▸ **Objectif**
Poursuivez le texte sur le recours de l'État aux cabinets de conseil en reprenant après sa dernière phrase.

▸ **Texte à examiner**

Alors, faire appel à des cabinets de consultants pour accompagner les missions de l’Etat n’est pas nouveau. Le gouvernement actuel a suivi les pratiques de ses prédécesseurs. Le problème n’est pas là. Jusqu’en 2020, plus d’une cinquantaine de cabinets prodiguaient leurs précieux conseils, sachant que McKinsey ne représentait que 1 % du total. A partir de 2021, la machine s’emballe : McKinsey pèse selon le Sénat, près de 1,5 milliard de notes d’honoraires.

 

Le sanitaire et le numérique comme sources de missions…

 

Dans son rapport, le Sénat  écrit que « le rôle d’un cabinet de conseil consiste à rédiger des documents stratégiques à destination des responsables publics ». Mais, les missions des cabinets de conseil sont aussi beaucoup plus concrètes. Lors de la crise sanitaire, il leur a notamment été confié la logistique des masques, des équipements de protection et des vaccins, des systèmes d’information pour la vaccination – VAC-SI – et pour le passe sanitaire.

Mais une grande partie de l’activité de conseil relève du secteur informatique : ce domaine représente 646,4 millions d’euros en 2021, soit 72 % des dépenses de conseil. Le Sénat rappelle la teneur de ces missions : conseil en  « qualité des systèmes d’information », « stratégie des systèmes d’information », « étude de projets applicatifs » ou encore « urbanisation et expertise technique ».

 

 

Des zones d’ombre que le Sénat tente d’éclaircir…

 

Où sont les problèmes ? Le comptable représente le rétroviseur de l’entreprise alors que le cabinet conseil est la boussole : mieux inventer l’avenir. Le problème, c’est que face à une armée de technocrates, énarques et consorts, l’Etat semble dans l’incapacité de gérer sans l’intervention de tiers étrangers aux ministères. Ce qui interpelle et motive la commission d’enquête, voulue par les sénateurs. Ces derniers fustigent les sommes exorbitantes réglées par l’Etat à McKinsey, la prédominance de ce cabinet, l’intégrité de ce cabinet (McKinsey conseille sur la politique de vaccination alors que le cabinet américain est actionnaire de PFIZER !), sachant que le Président de la République a choisi le laboratoire des Etats-Unis comme fournisseur de vaccins.

▸ **Données fournies**

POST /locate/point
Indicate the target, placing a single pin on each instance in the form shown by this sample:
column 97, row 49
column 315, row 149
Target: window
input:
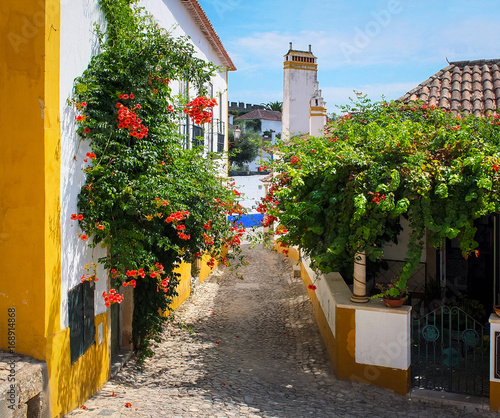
column 198, row 138
column 81, row 319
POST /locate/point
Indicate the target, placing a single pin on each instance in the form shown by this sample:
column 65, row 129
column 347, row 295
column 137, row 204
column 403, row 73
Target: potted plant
column 393, row 294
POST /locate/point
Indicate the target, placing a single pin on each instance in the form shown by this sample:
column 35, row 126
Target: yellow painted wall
column 30, row 243
column 205, row 269
column 495, row 396
column 71, row 385
column 342, row 346
column 28, row 205
column 184, row 287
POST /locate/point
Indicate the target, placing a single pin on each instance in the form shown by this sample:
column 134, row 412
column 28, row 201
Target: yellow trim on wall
column 495, row 396
column 184, row 287
column 71, row 384
column 23, row 193
column 342, row 347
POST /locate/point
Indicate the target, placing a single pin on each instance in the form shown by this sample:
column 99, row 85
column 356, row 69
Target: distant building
column 304, row 110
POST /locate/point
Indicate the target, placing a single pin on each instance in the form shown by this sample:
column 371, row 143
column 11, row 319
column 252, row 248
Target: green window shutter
column 88, row 315
column 75, row 315
column 81, row 319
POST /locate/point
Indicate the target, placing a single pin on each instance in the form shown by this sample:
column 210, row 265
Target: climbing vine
column 150, row 202
column 346, row 193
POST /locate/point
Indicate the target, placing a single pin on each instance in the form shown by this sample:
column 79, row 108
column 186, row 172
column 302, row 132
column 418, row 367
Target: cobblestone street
column 248, row 348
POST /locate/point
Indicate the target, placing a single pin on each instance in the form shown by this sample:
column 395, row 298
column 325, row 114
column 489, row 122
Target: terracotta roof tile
column 462, row 86
column 200, row 18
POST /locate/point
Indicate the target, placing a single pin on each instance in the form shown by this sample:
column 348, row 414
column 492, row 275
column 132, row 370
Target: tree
column 151, row 202
column 345, row 194
column 277, row 105
column 245, row 150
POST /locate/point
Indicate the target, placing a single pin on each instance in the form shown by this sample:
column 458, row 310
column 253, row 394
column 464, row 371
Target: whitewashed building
column 304, row 110
column 48, row 43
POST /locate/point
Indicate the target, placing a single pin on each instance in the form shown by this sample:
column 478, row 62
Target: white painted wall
column 78, row 45
column 173, row 16
column 317, row 125
column 271, row 125
column 382, row 338
column 298, row 88
column 252, row 188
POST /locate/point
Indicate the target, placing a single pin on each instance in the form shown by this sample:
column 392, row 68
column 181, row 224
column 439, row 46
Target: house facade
column 443, row 348
column 58, row 319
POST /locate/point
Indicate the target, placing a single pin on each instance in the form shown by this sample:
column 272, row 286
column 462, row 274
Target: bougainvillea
column 146, row 199
column 346, row 193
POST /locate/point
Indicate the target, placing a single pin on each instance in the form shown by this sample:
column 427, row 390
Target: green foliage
column 393, row 291
column 346, row 193
column 134, row 184
column 276, row 105
column 245, row 150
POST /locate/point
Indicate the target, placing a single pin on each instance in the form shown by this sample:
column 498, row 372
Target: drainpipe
column 359, row 288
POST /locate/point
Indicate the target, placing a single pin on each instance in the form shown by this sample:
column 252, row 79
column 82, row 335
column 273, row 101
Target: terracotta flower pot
column 394, row 303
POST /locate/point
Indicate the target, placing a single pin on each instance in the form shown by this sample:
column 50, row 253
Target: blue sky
column 378, row 47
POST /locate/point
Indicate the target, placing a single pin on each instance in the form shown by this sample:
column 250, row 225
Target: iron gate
column 450, row 352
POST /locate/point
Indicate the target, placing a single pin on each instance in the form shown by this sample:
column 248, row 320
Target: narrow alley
column 248, row 348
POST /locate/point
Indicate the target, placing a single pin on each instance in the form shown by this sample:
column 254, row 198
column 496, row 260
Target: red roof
column 200, row 18
column 462, row 86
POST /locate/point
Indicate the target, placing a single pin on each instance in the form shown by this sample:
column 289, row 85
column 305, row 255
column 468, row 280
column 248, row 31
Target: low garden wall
column 367, row 342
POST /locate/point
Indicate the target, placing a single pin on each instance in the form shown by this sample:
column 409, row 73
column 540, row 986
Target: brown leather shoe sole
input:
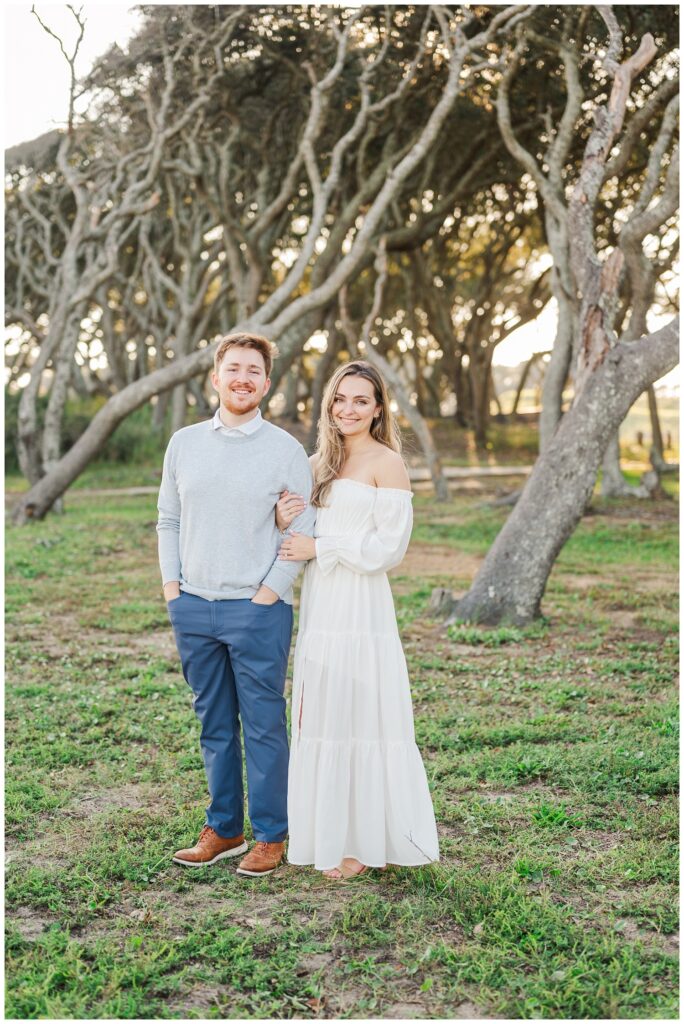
column 234, row 852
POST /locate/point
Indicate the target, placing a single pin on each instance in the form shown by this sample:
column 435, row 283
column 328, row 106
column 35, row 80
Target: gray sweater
column 216, row 524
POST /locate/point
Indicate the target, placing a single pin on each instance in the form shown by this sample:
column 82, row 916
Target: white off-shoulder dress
column 357, row 785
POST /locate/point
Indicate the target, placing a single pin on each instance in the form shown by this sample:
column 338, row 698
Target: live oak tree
column 610, row 371
column 335, row 228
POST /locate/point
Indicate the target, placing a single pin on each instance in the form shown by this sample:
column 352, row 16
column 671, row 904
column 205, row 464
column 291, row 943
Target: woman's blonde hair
column 330, row 444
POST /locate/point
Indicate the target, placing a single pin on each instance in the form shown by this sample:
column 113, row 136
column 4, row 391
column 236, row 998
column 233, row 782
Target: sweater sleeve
column 299, row 480
column 380, row 549
column 168, row 521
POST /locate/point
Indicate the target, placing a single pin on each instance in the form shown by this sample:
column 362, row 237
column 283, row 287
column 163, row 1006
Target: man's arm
column 283, row 573
column 168, row 527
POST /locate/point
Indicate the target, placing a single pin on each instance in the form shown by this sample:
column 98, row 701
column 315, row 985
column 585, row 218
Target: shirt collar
column 244, row 428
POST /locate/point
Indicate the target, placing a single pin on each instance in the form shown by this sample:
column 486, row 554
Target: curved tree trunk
column 512, row 580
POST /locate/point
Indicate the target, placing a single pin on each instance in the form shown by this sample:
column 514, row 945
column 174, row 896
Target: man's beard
column 243, row 406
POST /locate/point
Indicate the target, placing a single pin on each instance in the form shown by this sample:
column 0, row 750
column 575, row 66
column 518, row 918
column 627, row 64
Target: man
column 229, row 599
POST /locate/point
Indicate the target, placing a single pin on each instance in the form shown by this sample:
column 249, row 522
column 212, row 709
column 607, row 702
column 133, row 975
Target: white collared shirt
column 245, row 428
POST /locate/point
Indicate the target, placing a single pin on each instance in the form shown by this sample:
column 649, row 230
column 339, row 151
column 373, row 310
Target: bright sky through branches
column 36, row 84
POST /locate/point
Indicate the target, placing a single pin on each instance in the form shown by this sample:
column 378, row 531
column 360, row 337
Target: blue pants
column 234, row 658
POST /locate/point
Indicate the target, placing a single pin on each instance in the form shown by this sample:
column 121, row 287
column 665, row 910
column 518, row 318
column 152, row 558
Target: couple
column 352, row 793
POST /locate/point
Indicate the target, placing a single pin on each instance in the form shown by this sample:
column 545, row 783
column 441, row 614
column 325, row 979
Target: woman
column 357, row 792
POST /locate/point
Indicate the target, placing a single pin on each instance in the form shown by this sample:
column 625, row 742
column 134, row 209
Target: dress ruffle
column 357, row 786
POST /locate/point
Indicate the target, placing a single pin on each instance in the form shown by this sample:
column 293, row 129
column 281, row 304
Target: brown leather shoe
column 263, row 859
column 210, row 848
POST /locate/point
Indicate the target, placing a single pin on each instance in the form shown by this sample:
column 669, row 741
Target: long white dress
column 357, row 785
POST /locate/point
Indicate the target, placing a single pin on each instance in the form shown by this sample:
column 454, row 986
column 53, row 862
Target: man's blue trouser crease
column 234, row 658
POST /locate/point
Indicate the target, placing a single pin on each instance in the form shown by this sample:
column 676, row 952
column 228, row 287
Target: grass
column 551, row 754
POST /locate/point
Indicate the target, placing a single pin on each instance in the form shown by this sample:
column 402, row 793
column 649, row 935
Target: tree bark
column 511, row 583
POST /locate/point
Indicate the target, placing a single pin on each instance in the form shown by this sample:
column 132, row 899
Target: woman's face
column 354, row 406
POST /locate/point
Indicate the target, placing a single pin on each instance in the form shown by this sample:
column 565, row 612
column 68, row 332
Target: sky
column 36, row 96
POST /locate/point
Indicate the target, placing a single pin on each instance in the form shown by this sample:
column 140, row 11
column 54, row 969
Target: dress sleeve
column 380, row 549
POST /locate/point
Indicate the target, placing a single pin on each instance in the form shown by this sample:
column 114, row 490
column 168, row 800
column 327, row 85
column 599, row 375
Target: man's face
column 241, row 381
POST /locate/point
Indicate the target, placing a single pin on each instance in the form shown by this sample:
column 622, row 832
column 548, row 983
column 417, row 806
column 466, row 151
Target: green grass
column 551, row 754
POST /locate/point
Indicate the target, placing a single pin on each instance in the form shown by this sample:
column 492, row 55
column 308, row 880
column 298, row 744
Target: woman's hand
column 288, row 508
column 297, row 548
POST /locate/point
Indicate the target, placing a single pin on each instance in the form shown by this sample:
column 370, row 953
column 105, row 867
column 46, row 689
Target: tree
column 610, row 373
column 384, row 76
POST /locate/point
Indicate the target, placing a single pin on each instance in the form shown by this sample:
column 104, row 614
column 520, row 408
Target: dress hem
column 350, row 856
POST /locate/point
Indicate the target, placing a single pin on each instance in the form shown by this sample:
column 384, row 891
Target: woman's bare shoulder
column 389, row 470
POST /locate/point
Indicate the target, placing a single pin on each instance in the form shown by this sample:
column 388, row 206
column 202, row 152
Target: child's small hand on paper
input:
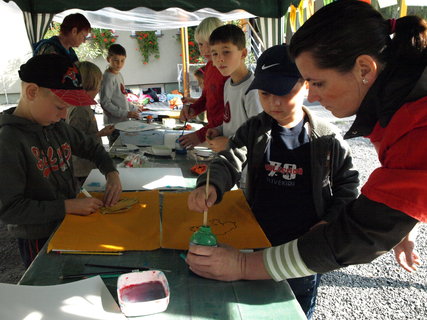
column 197, row 199
column 218, row 144
column 82, row 206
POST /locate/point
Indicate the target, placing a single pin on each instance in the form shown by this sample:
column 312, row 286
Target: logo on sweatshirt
column 227, row 113
column 52, row 160
column 282, row 174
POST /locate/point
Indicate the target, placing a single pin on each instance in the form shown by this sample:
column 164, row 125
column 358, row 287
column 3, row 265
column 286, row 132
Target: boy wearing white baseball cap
column 300, row 172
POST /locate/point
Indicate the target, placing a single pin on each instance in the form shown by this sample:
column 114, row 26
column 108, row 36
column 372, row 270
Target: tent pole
column 185, row 61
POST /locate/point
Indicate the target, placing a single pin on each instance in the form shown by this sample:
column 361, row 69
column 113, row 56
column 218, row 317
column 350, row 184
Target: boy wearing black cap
column 38, row 187
column 300, row 172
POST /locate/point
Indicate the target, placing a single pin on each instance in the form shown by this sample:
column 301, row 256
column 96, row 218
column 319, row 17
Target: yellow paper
column 135, row 229
column 232, row 221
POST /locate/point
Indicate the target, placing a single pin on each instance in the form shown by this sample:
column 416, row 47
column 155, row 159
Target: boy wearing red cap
column 38, row 187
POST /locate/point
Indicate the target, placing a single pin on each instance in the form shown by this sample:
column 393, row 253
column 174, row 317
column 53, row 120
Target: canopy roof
column 145, row 19
column 261, row 8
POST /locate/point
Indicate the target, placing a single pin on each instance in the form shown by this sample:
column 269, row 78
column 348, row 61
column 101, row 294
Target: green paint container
column 204, row 237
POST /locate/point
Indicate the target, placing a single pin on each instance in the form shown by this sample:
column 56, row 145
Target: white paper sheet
column 134, row 179
column 84, row 299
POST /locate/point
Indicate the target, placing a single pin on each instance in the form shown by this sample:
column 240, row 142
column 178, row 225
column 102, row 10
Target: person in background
column 211, row 99
column 36, row 148
column 83, row 117
column 381, row 79
column 300, row 172
column 228, row 50
column 113, row 92
column 199, row 74
column 74, row 30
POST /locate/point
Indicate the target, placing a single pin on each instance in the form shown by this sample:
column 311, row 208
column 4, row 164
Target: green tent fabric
column 261, row 8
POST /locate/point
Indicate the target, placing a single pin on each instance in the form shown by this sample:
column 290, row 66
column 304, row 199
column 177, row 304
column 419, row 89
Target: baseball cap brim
column 74, row 97
column 274, row 83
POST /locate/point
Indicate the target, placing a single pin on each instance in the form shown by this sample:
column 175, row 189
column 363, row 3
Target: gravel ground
column 379, row 290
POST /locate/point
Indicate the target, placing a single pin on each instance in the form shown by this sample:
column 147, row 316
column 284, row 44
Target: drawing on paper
column 219, row 228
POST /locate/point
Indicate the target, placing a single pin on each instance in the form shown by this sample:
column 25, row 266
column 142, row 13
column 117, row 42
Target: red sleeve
column 200, row 105
column 400, row 182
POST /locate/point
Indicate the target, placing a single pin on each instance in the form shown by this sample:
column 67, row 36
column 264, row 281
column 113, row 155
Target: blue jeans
column 305, row 290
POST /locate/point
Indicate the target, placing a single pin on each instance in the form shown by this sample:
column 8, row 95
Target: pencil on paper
column 92, row 252
column 87, row 194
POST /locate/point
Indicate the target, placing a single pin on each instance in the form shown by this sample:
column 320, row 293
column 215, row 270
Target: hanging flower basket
column 148, row 45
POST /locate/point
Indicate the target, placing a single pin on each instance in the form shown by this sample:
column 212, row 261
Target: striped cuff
column 284, row 262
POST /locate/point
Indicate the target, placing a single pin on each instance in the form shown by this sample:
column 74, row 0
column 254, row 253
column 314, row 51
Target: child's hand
column 133, row 114
column 197, row 199
column 186, row 113
column 212, row 133
column 218, row 144
column 113, row 189
column 106, row 131
column 189, row 140
column 188, row 100
column 82, row 206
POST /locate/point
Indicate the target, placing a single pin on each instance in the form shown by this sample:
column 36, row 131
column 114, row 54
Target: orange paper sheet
column 136, row 229
column 232, row 221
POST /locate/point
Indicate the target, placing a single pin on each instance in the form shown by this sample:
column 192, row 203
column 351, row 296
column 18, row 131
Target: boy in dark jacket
column 300, row 172
column 38, row 188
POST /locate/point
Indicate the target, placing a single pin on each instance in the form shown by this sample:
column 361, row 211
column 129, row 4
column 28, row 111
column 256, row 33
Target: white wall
column 162, row 70
column 16, row 49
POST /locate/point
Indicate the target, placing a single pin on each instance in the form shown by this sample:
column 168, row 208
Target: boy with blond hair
column 36, row 147
column 83, row 117
column 300, row 172
column 113, row 93
column 211, row 99
column 228, row 50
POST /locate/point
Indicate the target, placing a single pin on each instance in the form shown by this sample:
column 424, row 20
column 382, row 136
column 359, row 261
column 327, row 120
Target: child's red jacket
column 211, row 100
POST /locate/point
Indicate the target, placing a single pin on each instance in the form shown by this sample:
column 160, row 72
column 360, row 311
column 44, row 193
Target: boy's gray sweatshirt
column 37, row 173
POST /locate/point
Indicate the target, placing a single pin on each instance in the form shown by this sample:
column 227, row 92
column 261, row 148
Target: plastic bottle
column 179, row 149
column 204, row 237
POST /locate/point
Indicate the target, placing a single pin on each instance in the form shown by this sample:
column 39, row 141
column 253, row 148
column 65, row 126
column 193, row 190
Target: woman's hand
column 186, row 113
column 133, row 114
column 218, row 144
column 106, row 131
column 197, row 199
column 82, row 206
column 189, row 141
column 221, row 263
column 113, row 189
column 212, row 133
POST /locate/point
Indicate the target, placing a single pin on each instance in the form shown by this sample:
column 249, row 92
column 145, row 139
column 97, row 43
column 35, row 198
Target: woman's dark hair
column 116, row 49
column 341, row 31
column 75, row 20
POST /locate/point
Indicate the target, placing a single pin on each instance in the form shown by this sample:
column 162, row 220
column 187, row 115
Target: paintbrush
column 205, row 212
column 122, row 267
column 183, row 128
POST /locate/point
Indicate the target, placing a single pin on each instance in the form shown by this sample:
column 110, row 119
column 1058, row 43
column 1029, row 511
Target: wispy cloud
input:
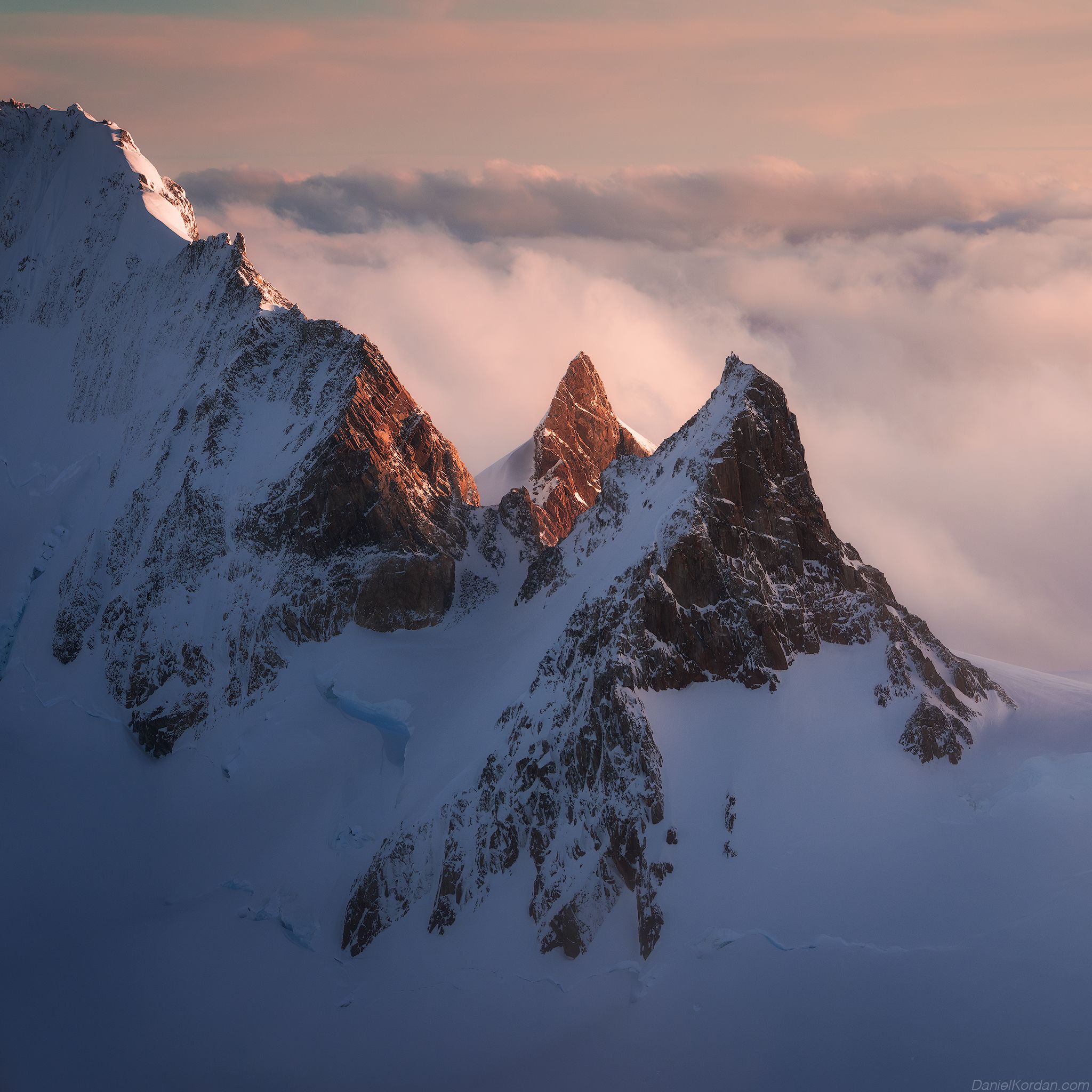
column 668, row 208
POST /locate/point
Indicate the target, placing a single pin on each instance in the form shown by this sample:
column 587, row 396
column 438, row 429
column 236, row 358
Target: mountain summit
column 613, row 776
column 561, row 463
column 209, row 482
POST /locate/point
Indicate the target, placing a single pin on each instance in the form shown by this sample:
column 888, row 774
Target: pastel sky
column 887, row 207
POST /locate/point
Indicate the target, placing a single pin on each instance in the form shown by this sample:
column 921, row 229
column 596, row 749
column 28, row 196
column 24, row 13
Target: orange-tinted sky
column 995, row 84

▸ **Réponse**
Le Conseil Constitutionnel, présidé par Laurent FABIUS, a validé les dispositions législatives concernant les vaccins. Or, Victor, le fils de l’ancien Premier ministre dirige la filiale hexagonale de McKinsey. Précisons que le cabinet a prodigué, gratuitement, ses conseils auprès d’Emmanuel MACRON durant toute sa campagne de 2017. Pourquoi gratuitement ? Le Sénat veut aussi connaître les contreparties cachées, s’il y en a, d’une telle opération. McKinsey doit communiquer aux Etats-Unis la copie de toutes ses études et rapports (c’est la loi américaine). Ainsi, quid des études confidentielles qui se rapportent à la France ?

Enfin, dernier point, quid de l’impôt sur les sociétés concernant McKinsey en France. Existe-t-il une évasion fiscale légale ? Certes, s’il règle la TVA, le cabinet US déduit tout ce qu’il récupère sur ses achats.

 

 

Une histoire de moutons qui en dit long sur les consultants !

 

Connaîtra-t-on un jour les résultats de cette enquête ? L’avenir le dira. On doit remarquer le trouble que pose le questionnement du Sénat. Le problème ne se situe aucunement dans le fait que l’Etat fasse appel à des cabinets extérieurs. Si un journal, voici quelques années, avait écrit un jour : « …parlons des cabinets de consultants », je ne résiste pas à l’envie de vous raconter une histoire de consultant : « en pleine montagne, un homme d’affaires lambda (attaché-case, nœud papillon et costume de bonne coupe) arrête sa voiture devant un berger. Il s’écrie : « Ola, brave homme, si je vous dis en quelques secondes, combien il y a de moutons dans votre troupeau, vous m’en donnez un. D’accord, dit le berger. Le consultant parcourt le troupeau d’un regard balayant et déclare : il y a 198 moutons ! C’est bien, dit le berger et le spécialiste s’empare d’un animal. Attendez, déclare le berger, si je vous dis quel métier vous faites, vous me rendez ma bête ? Ok dit l’autre. Et bien vous êtes consultant, cher ami. L’autre est sidéré : comment vous avez deviné ?  Facile, dit le gardien de la montagne, vous arrivez quand on ne vous attend pas, quand on ne vous a rien demandé, vous nous dites ce que l’on sait déjà et c’est mon chien que vous avez pris ! ».